**Stated exercise:** Output the lines below as a numbered list with blank lines omitted. Start at the line containing "Mark each instance of the red sneaker" and stop after the line containing "x=1219 y=698".

--- BEGIN ---

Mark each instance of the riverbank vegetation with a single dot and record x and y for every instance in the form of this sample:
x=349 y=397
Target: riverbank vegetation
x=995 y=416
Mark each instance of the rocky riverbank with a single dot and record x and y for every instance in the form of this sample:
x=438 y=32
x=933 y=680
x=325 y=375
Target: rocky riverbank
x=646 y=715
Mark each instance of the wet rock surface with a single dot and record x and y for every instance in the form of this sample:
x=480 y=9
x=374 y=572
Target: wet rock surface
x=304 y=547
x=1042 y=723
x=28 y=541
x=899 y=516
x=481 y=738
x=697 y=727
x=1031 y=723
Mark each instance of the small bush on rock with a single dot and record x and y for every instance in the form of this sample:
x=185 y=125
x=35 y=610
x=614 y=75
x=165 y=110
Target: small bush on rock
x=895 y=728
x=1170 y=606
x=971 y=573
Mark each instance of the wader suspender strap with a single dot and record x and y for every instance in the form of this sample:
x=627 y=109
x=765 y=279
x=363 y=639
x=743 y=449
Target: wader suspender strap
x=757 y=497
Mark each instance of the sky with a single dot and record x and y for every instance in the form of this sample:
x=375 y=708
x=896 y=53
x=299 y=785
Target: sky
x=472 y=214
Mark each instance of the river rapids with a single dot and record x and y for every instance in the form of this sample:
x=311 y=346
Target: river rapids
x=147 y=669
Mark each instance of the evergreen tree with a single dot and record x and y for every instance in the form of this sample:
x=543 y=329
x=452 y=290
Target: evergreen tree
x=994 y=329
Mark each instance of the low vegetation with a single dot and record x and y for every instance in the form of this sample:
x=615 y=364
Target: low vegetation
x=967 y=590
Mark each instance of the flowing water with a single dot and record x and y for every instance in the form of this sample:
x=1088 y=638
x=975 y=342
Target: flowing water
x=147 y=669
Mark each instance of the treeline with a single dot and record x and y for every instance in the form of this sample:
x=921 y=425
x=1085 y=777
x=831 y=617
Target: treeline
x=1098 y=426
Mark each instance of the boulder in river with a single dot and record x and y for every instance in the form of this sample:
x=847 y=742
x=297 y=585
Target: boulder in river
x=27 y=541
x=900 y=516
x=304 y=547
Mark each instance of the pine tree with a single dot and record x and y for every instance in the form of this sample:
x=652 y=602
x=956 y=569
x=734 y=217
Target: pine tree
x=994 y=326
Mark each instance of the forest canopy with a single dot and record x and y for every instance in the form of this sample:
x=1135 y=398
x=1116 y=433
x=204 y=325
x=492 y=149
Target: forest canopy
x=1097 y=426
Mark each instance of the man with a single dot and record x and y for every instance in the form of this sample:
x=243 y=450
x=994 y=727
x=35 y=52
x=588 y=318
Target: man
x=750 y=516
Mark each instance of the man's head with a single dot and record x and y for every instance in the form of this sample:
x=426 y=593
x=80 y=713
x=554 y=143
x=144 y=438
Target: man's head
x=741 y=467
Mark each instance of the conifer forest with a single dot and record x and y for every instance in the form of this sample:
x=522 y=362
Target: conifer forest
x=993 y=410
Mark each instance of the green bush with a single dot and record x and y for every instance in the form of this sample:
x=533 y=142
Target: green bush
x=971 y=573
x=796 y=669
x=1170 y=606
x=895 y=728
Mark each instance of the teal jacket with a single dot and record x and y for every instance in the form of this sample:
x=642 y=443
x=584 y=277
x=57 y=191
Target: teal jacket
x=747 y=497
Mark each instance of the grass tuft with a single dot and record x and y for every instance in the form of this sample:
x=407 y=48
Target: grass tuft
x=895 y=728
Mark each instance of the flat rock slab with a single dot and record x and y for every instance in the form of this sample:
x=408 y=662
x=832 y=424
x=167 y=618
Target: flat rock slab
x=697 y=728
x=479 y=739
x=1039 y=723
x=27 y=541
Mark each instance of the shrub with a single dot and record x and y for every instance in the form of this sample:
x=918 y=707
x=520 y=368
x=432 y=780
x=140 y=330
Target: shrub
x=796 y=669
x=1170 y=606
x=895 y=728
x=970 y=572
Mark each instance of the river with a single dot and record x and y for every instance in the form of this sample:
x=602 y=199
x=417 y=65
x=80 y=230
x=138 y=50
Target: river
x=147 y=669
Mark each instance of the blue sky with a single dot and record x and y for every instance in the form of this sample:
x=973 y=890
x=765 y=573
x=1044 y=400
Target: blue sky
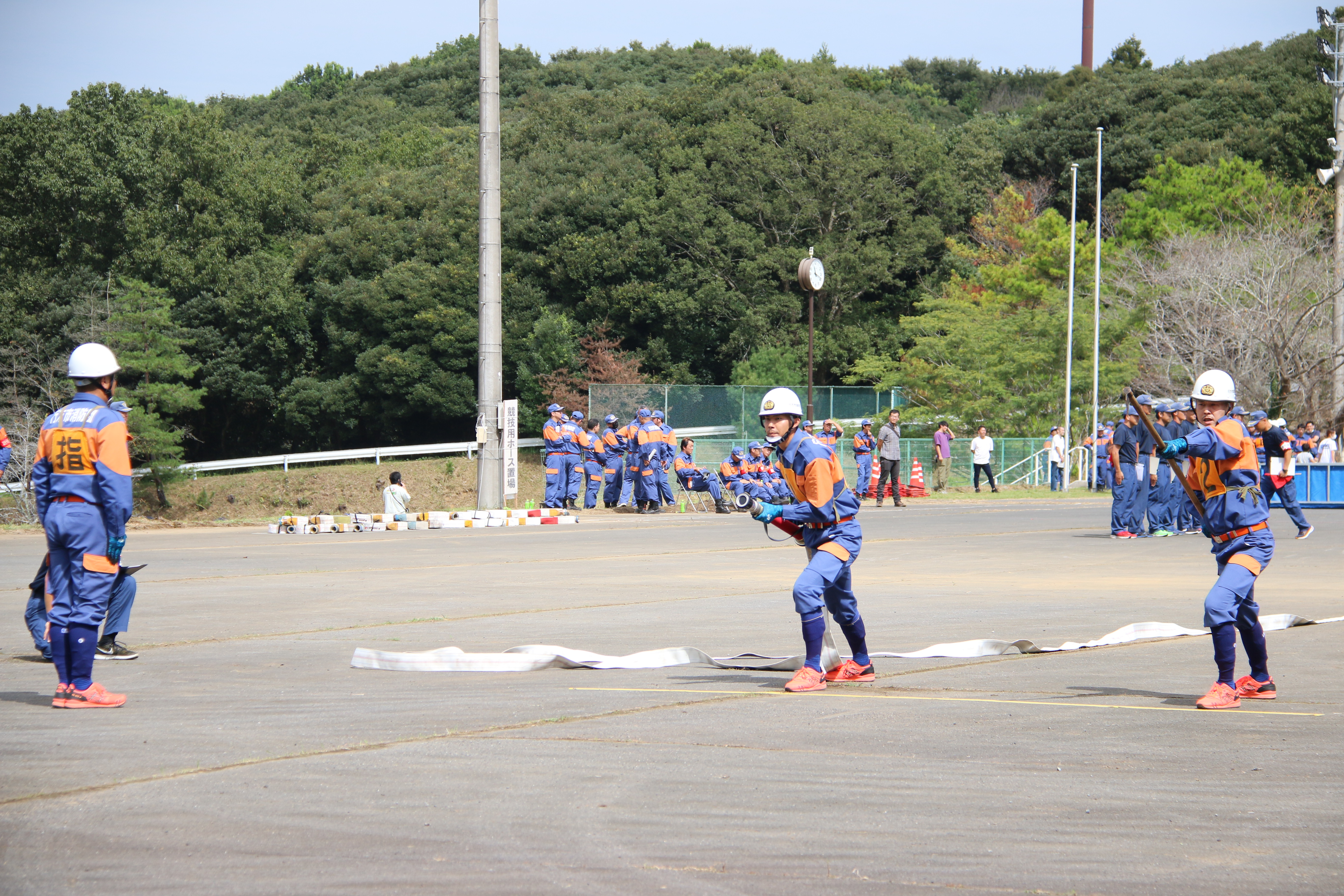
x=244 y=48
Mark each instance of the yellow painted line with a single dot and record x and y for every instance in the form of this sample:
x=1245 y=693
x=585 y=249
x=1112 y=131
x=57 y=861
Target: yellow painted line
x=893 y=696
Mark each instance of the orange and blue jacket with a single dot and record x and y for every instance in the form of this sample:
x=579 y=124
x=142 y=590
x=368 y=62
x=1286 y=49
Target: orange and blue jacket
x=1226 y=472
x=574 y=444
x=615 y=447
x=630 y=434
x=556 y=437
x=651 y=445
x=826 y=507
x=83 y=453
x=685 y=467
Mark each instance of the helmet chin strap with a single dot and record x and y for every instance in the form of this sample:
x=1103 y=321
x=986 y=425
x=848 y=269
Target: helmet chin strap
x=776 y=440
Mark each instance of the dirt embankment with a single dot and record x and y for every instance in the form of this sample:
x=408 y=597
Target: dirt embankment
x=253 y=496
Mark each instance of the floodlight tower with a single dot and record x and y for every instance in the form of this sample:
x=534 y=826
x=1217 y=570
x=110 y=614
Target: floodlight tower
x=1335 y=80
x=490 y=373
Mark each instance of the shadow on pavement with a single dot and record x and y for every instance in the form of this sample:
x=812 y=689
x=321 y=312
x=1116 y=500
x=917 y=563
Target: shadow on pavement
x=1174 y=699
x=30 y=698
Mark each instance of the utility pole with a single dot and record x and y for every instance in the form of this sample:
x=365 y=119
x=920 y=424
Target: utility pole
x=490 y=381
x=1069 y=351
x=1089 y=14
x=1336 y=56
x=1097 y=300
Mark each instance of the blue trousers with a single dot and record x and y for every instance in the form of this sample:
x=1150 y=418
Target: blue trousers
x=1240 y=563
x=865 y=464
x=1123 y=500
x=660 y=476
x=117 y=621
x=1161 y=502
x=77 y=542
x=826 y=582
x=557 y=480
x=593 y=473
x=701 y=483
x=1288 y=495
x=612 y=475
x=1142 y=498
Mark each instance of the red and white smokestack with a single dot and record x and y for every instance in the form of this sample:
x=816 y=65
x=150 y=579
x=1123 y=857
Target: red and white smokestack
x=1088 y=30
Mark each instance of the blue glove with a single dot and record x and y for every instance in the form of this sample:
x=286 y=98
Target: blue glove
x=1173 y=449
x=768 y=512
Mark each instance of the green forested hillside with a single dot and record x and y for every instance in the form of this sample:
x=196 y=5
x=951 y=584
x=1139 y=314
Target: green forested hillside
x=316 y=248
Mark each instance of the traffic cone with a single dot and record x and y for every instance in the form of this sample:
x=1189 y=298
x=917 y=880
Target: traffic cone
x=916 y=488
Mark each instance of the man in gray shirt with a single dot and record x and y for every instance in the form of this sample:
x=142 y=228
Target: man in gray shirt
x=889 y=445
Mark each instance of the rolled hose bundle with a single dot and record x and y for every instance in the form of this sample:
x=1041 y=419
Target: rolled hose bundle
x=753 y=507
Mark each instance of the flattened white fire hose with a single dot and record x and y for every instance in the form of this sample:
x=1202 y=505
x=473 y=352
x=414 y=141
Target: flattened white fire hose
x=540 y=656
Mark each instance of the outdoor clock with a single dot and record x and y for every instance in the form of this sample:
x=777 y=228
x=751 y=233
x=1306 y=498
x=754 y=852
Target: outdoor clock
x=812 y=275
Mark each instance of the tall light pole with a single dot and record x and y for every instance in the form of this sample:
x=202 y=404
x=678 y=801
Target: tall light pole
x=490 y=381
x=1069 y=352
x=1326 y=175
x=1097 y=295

--- END ---
--- BEGIN ---

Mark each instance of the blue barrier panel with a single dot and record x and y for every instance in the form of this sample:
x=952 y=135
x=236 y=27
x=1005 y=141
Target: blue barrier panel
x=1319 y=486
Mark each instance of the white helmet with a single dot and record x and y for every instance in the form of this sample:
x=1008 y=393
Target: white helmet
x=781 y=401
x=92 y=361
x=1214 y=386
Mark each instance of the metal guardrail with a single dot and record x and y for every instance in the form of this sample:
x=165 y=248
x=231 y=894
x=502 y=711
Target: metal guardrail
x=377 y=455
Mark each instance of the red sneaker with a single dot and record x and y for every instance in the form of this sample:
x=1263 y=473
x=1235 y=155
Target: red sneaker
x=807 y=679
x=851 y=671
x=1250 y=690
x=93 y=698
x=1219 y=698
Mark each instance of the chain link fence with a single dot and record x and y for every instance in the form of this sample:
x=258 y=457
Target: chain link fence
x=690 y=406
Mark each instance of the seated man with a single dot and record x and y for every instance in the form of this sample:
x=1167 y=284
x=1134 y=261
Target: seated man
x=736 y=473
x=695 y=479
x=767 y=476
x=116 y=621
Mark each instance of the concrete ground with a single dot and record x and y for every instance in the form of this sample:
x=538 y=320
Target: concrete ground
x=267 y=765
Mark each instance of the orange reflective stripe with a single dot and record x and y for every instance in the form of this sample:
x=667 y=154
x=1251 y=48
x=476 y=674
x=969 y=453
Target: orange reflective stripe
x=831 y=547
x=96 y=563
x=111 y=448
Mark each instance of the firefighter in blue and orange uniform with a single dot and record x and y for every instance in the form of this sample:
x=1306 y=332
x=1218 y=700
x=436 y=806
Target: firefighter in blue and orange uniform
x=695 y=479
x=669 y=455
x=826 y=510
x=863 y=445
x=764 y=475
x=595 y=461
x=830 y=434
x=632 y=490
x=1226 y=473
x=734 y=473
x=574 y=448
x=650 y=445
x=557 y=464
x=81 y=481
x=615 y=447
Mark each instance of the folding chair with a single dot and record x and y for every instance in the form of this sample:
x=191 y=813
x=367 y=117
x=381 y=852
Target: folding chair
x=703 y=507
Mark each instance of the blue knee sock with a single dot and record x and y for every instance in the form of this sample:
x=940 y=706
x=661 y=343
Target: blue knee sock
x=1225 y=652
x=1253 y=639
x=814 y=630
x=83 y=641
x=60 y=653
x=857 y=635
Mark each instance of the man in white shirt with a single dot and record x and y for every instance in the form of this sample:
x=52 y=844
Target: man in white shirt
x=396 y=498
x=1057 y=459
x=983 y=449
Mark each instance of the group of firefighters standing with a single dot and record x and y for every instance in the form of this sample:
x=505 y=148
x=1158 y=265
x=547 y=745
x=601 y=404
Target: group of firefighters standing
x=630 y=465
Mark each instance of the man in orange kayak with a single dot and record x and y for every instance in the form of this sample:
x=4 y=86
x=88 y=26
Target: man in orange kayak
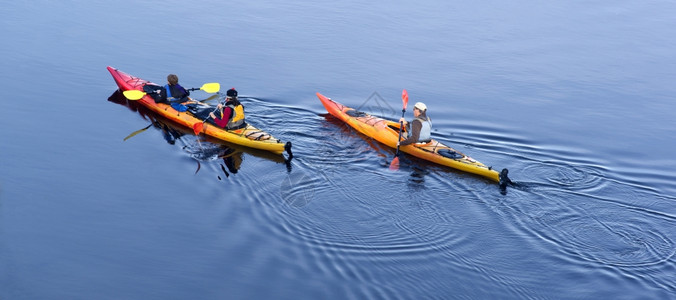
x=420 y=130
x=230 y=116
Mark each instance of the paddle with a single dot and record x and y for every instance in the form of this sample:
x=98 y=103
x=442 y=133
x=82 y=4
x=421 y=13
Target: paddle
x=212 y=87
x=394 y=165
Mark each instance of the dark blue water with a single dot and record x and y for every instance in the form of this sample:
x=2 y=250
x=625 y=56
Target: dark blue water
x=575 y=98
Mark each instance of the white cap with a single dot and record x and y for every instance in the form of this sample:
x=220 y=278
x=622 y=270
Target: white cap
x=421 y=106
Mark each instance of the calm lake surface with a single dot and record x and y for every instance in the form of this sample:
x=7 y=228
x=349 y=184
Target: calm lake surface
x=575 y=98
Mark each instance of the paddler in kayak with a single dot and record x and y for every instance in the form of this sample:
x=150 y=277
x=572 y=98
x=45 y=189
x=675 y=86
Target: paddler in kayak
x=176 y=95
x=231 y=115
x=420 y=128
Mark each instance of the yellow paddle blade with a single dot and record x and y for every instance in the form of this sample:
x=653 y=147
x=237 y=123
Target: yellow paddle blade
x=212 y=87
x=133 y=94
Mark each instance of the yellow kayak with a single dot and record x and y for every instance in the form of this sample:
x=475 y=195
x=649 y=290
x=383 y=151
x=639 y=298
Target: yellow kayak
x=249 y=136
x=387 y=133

--- END ---
--- BEGIN ---

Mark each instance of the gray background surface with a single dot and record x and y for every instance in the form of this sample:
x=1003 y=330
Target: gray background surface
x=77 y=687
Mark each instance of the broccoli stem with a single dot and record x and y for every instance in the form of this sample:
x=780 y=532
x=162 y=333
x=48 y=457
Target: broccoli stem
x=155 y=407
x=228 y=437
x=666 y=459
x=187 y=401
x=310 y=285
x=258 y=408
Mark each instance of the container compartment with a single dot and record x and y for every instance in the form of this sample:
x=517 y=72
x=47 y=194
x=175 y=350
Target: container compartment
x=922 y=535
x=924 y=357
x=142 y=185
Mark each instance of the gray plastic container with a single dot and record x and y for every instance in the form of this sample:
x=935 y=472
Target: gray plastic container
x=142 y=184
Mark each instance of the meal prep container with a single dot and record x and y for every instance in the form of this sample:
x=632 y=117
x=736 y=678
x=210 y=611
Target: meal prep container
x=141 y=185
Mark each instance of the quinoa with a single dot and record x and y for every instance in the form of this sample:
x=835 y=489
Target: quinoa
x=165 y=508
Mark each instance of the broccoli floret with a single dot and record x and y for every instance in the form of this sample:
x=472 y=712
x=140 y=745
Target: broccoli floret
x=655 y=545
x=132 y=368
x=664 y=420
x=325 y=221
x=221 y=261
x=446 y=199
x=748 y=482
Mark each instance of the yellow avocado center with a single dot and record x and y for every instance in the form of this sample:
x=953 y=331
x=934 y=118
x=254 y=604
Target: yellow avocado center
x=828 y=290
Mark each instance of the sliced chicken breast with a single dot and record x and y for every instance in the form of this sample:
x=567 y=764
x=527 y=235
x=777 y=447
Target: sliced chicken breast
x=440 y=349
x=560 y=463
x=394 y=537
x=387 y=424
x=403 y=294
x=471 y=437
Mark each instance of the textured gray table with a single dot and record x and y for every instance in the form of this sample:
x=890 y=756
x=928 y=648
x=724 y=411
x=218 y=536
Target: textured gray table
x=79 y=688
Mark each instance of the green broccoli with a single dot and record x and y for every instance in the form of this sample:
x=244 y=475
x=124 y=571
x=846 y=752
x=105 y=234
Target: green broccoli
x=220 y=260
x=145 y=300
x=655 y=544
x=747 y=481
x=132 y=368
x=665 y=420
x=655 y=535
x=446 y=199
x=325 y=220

--- END ---

**Exercise solution:**
1. Mark each instance of the red sneaker with a single dot and record x and y for every instance in the form of this sample:
2. x=1263 y=473
3. x=1235 y=155
4. Target: red sneaker
5. x=807 y=679
6. x=851 y=671
7. x=1250 y=690
8. x=93 y=698
9. x=1219 y=698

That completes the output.